■ Challenges:
1. Copy out the passage of the fly fishing post starting at "Over the last" and ending at "lack of faith.".
2. Answer these questions using the post on faith in fly fishing:
(a) For how many years has the author been guiding people in fly fishing?
(b) Who laughed in disbelief on being told they would have a son?
(c) Whom does the post quote as calling Christianity a superhuman paradox?
3. List every personal name that appears in the post on faith in fly fishing, leaving out God.

■ Source:
Friday, December 23, 2011

The Paradox of Faith in Fly Fishing: Believing and Not Believing


Over the last 25 years, there have been numerous people I have guided in fly fishing who were trying it for the first time. Some of them had never fished before in any form. But, by the end of the day, after managing to catch some trout, they often will tell me the same story that goes something like this; “Anthony, I never really thought I was going to catch anything today. I was happy to just be here and try it and learn, so the fish I caught were an extra bonus.”  Appreciative clients are wonderful people to fish with. They are truly grateful for the fly fishing experience and I admire their humility and strangely, I even respect their lack of faith.

Such a scenario brings to mind a deeper spiritual issue that I have thought about for decades. It is the idea that when a person states he does not believe he may actually be very close to believing (or deep down he may actually believe). This reflects a strange paradox of faith, in that by not believing we may actually be believing. I know for me personally, there have been times when it seemed I believed the least, it was then that some thing unbelievable happened. There have also been times when I have been most disappointed and angry and I could only cry out, “Where are you God, I don’t believe in anything anymore”, and somehow at that precise moment of not believing I actually believed ( at least a tiny bit). And ironically, sometimes, the more intense the not believing was the more intense was the conviction that I believed or was about to believe. I also am reminded of the story of Abraham and Sarah who when at a 100 years old were told they were going to have a son they laughed in disbelief. Or was it belief?  

Chesterton said, “Christianity is a superhuman paradox where by two opposite passions may blaze beside each other”. Could believing and not believing be two opposing passions that blaze beside each other? 

Faith is a mysterious paradox.  Perhaps this paradox is no more mysterious than when Jesus spoke about the faith of a mustard seed which could grow into a huge tree or be potent enough to cast a mountain into the sea and how it would be those who were poor in spirit who would have the kingdom of God and those who would mourn would be comforted and how the first shall be last and the last shall be first and how Peter’s doubting faith allowed him to walk on water (at least, for a little while), and how a man cried out to Jesus, “help my unbelief”, and Jesus healed his sick daughter. And I think of the thief on the cross next to Jesus, who in his last hour of life probably did not believe in much of anything is told by Jesus he would be with him in paradise that very day.

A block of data
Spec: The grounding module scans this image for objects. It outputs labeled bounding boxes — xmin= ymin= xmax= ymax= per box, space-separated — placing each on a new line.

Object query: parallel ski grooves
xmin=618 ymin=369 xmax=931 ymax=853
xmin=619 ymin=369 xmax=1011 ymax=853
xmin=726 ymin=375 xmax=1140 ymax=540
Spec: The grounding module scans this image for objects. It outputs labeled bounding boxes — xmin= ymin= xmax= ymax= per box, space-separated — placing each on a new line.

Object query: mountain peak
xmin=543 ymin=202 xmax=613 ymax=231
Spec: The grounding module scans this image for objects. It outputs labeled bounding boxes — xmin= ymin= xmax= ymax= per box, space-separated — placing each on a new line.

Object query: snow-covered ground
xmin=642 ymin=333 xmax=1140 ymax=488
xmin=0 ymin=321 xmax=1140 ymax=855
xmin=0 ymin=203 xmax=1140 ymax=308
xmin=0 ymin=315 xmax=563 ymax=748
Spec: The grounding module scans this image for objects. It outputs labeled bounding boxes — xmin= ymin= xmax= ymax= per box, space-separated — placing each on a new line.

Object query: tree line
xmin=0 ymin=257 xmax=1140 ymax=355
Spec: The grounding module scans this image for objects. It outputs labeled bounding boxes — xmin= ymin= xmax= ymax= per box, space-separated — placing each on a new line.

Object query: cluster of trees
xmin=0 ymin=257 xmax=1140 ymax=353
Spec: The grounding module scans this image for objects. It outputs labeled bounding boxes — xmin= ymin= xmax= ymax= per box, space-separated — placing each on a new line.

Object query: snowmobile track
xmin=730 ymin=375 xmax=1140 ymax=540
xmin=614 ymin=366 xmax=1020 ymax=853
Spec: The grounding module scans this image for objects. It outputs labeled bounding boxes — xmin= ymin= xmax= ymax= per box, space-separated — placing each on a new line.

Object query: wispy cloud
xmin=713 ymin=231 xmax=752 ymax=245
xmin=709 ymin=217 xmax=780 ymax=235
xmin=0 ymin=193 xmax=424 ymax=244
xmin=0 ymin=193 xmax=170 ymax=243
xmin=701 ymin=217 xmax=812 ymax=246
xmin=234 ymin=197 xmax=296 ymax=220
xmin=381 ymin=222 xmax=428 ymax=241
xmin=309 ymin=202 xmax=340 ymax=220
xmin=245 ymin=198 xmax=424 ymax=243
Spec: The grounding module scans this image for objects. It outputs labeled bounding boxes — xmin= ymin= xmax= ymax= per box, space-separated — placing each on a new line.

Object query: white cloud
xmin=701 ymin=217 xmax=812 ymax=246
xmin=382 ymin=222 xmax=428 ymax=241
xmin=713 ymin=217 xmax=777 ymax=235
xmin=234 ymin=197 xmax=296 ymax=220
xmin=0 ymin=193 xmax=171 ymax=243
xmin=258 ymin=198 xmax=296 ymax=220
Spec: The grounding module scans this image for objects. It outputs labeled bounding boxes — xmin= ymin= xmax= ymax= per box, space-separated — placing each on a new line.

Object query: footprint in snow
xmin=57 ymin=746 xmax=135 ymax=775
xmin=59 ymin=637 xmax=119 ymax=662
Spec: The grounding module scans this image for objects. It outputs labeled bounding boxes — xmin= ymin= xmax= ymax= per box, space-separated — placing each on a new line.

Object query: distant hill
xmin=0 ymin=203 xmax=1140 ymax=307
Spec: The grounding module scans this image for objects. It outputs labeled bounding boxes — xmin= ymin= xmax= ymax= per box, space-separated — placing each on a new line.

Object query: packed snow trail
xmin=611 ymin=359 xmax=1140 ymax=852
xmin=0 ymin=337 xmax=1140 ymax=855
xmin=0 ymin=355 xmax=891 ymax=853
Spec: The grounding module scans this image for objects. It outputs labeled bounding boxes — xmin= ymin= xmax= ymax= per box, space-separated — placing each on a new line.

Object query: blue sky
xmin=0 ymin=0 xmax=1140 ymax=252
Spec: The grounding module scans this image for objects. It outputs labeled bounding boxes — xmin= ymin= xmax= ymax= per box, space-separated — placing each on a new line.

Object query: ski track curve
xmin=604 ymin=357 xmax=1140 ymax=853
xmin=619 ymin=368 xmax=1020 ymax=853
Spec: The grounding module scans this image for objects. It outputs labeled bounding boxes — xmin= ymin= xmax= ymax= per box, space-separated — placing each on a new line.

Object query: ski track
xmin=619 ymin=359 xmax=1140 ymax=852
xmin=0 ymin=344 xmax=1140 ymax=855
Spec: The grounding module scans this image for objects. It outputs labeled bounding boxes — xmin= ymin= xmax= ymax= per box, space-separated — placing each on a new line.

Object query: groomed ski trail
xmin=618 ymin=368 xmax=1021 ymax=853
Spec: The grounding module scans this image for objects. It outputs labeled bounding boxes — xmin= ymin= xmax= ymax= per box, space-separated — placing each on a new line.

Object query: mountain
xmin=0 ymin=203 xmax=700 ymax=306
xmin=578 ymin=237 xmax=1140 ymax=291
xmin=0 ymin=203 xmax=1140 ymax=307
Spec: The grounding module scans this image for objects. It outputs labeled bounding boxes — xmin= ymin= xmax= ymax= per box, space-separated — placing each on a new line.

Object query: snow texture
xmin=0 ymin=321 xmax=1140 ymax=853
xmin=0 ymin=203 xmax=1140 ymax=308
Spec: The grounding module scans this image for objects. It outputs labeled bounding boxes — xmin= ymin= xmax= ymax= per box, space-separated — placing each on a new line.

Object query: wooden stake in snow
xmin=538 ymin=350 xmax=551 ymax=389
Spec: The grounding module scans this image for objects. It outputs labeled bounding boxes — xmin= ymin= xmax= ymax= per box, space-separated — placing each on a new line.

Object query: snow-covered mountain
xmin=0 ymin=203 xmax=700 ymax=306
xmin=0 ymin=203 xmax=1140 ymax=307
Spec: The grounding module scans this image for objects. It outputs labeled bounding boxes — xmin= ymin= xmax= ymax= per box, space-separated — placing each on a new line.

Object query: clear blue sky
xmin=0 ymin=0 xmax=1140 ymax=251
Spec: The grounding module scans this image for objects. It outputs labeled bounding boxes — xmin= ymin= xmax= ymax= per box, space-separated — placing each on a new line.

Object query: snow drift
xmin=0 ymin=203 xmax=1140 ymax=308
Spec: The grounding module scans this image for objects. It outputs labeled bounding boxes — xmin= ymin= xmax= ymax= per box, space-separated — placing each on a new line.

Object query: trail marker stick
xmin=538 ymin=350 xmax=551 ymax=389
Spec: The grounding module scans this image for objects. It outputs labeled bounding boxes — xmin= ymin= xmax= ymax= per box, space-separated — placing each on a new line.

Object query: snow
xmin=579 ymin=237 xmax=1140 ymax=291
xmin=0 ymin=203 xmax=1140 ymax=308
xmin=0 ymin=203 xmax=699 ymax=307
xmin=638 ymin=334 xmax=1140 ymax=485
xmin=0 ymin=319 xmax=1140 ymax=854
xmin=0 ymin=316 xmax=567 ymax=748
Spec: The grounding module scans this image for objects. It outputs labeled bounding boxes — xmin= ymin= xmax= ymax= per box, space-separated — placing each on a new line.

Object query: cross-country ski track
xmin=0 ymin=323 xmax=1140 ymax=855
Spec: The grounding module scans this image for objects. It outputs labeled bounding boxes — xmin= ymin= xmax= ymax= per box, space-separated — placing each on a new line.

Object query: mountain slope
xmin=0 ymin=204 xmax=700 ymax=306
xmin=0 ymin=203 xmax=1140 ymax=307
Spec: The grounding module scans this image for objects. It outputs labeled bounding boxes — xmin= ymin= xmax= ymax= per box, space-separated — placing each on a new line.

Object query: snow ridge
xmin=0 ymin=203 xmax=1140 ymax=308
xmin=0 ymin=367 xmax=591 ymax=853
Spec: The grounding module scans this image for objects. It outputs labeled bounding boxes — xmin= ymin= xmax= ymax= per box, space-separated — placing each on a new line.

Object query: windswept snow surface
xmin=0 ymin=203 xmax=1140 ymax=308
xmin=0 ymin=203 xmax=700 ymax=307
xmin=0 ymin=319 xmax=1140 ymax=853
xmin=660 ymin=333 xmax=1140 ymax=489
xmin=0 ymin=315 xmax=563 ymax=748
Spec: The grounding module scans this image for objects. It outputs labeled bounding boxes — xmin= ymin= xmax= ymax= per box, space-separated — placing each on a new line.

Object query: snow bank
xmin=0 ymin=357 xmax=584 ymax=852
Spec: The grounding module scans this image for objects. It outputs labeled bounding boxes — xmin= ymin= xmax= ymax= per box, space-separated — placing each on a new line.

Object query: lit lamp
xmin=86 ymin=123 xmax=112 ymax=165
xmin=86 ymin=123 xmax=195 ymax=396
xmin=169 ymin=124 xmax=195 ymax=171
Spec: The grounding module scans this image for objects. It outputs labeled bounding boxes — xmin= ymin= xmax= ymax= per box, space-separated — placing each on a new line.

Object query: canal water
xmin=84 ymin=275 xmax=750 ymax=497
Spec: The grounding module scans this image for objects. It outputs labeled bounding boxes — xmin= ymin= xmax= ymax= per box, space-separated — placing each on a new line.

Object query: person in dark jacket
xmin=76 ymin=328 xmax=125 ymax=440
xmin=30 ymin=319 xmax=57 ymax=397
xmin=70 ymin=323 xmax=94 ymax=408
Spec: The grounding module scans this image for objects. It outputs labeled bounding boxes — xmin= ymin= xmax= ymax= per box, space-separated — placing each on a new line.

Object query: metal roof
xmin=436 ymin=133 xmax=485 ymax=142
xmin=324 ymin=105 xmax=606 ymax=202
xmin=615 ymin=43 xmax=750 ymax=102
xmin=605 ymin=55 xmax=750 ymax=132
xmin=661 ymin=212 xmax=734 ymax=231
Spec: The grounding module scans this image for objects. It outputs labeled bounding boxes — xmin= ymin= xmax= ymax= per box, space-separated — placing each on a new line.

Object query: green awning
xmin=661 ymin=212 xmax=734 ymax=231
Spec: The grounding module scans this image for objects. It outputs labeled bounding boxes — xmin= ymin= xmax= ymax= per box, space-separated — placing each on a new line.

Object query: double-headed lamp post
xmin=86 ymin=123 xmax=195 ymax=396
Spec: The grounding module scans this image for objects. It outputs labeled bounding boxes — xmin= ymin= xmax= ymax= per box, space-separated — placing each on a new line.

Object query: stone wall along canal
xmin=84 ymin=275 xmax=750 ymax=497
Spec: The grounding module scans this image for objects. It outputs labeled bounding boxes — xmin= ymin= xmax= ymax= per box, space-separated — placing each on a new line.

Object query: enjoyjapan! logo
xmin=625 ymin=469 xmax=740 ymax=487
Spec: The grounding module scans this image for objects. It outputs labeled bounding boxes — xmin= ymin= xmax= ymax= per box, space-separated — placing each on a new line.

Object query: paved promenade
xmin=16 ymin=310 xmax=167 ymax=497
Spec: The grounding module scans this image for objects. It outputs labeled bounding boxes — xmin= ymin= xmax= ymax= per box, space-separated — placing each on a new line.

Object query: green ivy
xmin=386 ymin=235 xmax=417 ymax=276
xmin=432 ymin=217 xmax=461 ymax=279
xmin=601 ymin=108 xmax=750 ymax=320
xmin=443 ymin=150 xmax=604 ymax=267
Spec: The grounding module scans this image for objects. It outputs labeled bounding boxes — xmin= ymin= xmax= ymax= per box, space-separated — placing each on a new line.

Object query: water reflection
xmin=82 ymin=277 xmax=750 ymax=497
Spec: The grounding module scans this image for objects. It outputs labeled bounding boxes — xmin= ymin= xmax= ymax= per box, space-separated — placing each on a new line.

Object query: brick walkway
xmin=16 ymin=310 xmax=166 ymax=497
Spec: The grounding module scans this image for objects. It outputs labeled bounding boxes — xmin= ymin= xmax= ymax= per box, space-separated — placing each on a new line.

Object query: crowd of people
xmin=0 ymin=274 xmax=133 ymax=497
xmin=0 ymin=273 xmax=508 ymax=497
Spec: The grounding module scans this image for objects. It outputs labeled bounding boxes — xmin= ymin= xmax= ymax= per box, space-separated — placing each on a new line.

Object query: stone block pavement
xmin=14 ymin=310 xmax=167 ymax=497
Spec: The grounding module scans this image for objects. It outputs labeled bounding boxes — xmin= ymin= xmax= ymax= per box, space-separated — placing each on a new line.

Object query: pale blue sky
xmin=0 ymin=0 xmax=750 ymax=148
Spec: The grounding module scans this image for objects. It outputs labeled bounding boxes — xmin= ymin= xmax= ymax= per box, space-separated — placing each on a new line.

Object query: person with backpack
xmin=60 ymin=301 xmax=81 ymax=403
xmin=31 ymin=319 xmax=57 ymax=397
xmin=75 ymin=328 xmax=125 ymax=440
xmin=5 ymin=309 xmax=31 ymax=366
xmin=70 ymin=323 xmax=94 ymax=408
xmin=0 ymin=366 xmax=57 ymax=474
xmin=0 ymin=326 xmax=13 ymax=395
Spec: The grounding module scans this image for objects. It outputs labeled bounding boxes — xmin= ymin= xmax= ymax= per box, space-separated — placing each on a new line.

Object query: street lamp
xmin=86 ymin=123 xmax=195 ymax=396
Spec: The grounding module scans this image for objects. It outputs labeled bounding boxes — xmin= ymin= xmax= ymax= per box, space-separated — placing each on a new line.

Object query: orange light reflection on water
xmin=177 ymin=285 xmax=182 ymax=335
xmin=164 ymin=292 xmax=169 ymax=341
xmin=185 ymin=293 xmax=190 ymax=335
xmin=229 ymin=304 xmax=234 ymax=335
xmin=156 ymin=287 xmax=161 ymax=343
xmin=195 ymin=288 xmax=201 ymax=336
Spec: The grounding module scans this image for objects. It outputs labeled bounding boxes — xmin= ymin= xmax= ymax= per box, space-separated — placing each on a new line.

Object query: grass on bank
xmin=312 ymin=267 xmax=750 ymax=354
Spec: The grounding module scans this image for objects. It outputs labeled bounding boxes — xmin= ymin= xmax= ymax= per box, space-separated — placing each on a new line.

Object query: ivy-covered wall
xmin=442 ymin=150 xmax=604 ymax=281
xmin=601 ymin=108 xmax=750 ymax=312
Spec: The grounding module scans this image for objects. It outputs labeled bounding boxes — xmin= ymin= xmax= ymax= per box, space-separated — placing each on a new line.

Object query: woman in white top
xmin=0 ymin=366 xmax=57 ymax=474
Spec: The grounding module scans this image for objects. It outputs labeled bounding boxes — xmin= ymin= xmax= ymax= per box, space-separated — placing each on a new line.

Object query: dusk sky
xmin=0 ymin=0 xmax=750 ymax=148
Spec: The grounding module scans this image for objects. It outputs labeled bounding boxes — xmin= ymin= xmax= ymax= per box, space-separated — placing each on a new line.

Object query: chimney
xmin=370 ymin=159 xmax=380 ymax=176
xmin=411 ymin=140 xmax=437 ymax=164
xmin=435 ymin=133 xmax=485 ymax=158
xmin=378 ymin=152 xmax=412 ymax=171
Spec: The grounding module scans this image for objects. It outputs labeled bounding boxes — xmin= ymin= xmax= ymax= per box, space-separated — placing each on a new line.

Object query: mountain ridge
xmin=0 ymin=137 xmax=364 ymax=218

■ Responses to the tasks:
1.
Over the last 25 years, there have been numerous people I have guided in fly fishing who were trying it for the first time. Some of them had never fished before in any form. But, by the end of the day, after managing to catch some trout, they often will tell me the same story that goes something like this; “Anthony, I never really thought I was going to catch anything today. I was happy to just be here and try it and learn, so the fish I caught were an extra bonus.”  Appreciative clients are wonderful people to fish with. They are truly grateful for the fly fishing experience and I admire their humility and strangely, I even respect their lack of faith.

2.
(a) 25 years
(b) Abraham and Sarah
(c) Chesterton

3. Anthony, Abraham, Sarah, Chesterton, Jesus, Peter